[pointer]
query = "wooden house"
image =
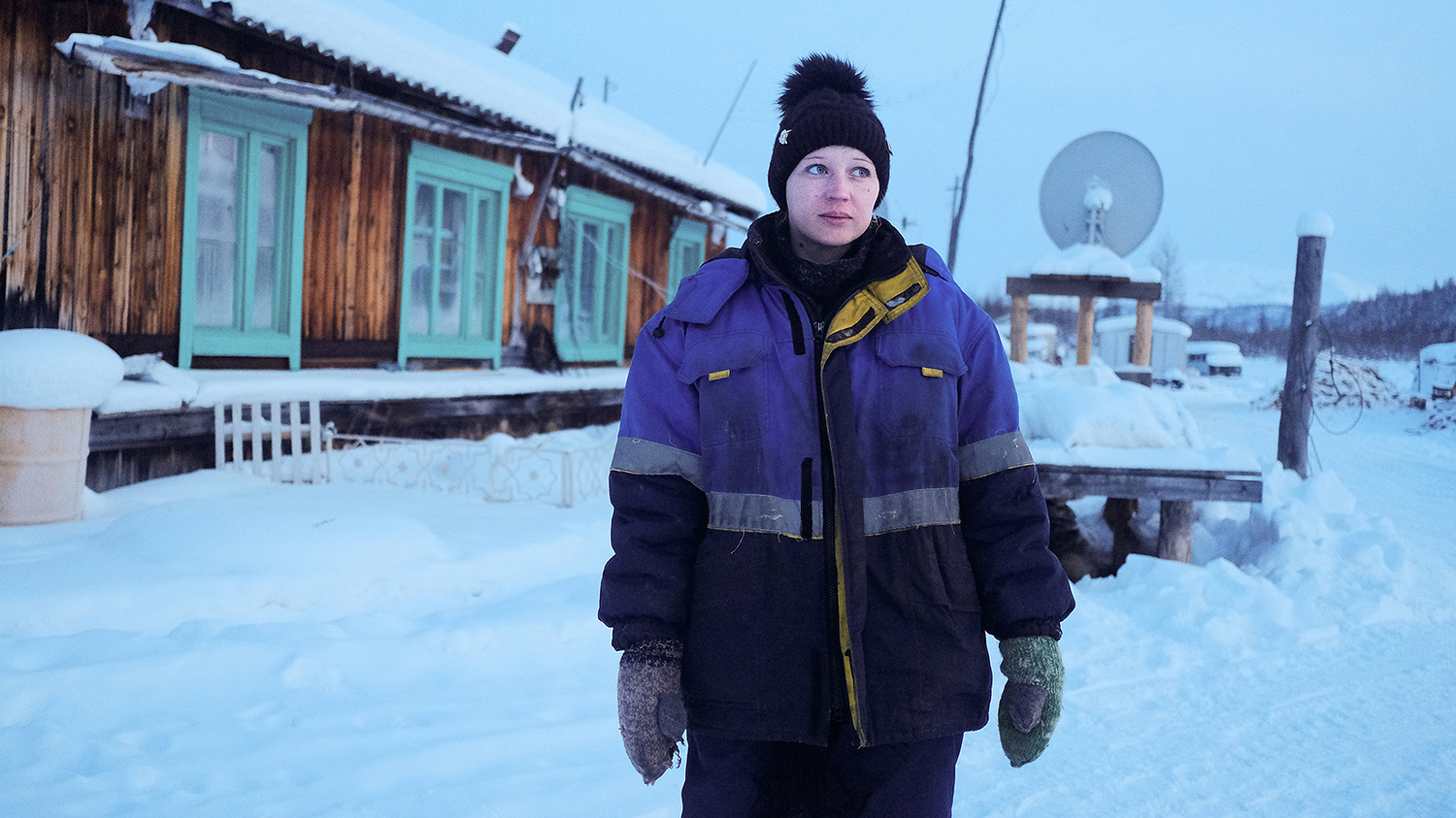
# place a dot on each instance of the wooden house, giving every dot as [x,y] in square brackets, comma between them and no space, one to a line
[282,183]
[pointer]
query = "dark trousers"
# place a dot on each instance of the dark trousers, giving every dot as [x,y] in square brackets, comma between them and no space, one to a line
[777,779]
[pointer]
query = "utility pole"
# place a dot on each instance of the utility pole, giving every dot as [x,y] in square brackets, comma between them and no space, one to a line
[1298,399]
[970,147]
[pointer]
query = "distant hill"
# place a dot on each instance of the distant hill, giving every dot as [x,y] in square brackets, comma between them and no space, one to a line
[1389,325]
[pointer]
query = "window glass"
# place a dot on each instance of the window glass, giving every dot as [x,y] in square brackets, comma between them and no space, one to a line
[422,255]
[217,197]
[268,238]
[453,255]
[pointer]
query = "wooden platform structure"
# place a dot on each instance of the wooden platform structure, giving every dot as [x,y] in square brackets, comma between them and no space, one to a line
[1088,288]
[1175,489]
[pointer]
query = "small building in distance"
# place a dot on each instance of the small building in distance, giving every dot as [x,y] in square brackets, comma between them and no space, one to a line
[1214,358]
[1114,345]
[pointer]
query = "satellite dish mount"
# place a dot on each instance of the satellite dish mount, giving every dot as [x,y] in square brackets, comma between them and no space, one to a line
[1077,209]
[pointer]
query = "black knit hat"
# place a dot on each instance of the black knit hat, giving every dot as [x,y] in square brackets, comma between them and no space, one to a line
[824,104]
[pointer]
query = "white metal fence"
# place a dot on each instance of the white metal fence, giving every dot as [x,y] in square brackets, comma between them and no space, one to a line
[285,442]
[498,469]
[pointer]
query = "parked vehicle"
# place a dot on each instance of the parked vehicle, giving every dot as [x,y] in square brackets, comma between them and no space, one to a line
[1436,370]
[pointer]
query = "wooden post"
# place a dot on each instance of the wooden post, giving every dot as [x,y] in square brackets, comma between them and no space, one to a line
[1175,530]
[1085,323]
[1298,398]
[1018,328]
[1143,335]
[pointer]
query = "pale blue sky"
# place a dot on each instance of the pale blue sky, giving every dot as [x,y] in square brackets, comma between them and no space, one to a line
[1255,113]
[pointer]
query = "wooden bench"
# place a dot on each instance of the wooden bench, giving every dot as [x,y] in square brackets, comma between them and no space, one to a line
[1175,489]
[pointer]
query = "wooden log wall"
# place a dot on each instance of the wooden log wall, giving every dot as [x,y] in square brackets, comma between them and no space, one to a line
[93,198]
[90,214]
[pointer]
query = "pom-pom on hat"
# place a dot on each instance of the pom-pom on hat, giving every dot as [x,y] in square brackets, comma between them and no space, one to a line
[824,104]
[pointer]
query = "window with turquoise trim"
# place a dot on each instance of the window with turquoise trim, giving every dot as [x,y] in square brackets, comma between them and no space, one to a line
[591,290]
[684,253]
[242,227]
[453,255]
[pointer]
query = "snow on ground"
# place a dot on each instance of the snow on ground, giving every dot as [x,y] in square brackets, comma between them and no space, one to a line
[218,645]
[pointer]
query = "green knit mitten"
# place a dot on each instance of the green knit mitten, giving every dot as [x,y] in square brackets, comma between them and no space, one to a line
[1031,702]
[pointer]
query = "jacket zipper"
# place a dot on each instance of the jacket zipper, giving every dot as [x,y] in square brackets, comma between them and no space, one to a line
[835,543]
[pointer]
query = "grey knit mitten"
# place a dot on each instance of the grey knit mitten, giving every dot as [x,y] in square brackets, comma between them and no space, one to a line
[1031,702]
[649,704]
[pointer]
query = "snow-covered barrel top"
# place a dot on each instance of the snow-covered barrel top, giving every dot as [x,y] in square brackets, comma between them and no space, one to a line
[54,369]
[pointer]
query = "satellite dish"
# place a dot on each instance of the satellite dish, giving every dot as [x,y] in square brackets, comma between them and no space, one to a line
[1103,188]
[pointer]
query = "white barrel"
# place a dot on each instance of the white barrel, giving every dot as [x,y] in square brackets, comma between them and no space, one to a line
[43,465]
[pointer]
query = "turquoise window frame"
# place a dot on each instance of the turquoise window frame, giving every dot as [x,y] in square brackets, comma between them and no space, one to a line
[591,290]
[686,252]
[485,189]
[258,125]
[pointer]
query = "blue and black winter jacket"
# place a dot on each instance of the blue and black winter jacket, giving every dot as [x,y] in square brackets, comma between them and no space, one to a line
[830,515]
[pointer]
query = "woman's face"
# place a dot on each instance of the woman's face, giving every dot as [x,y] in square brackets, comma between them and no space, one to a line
[830,198]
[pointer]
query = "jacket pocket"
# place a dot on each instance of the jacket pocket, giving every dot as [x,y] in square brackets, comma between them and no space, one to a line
[920,378]
[730,377]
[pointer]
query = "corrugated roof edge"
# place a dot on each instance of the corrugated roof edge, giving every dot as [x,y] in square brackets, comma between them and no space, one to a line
[710,180]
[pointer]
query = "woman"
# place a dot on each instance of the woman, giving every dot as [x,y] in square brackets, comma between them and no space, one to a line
[823,504]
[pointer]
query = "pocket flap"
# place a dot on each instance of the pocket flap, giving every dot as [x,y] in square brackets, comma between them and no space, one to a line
[929,352]
[716,358]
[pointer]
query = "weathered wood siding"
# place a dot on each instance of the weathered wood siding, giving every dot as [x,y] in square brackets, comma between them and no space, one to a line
[92,200]
[90,210]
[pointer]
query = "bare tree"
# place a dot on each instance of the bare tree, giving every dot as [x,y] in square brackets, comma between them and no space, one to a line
[970,147]
[1168,261]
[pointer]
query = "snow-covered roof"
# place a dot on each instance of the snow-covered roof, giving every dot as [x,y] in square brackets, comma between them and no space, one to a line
[1211,346]
[1091,259]
[402,47]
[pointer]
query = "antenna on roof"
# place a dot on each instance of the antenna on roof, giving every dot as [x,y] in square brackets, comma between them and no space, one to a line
[509,38]
[730,111]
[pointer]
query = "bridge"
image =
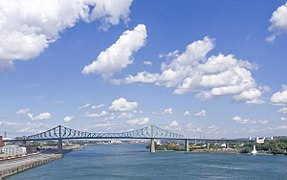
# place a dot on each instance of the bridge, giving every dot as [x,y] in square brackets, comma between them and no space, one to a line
[61,133]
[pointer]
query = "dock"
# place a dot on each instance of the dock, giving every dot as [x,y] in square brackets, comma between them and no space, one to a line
[13,166]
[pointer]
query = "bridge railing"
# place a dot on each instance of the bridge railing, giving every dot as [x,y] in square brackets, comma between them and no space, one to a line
[62,132]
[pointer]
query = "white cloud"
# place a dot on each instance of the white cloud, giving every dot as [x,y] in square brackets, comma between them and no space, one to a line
[174,125]
[278,22]
[138,121]
[164,112]
[122,104]
[119,55]
[96,115]
[147,63]
[124,115]
[278,127]
[23,111]
[201,113]
[240,120]
[192,71]
[41,116]
[263,122]
[187,114]
[68,118]
[280,97]
[97,106]
[85,106]
[283,110]
[28,27]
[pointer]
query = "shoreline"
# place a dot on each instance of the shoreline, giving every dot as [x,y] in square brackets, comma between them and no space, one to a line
[22,164]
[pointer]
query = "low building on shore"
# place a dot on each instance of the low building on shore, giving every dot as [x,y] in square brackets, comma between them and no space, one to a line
[12,151]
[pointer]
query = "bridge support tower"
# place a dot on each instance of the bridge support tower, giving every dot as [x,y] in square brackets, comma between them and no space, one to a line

────

• **Task goal**: Every line in the records above that holds "support" counts once; state the total and nothing else.

• **Answer area**: 2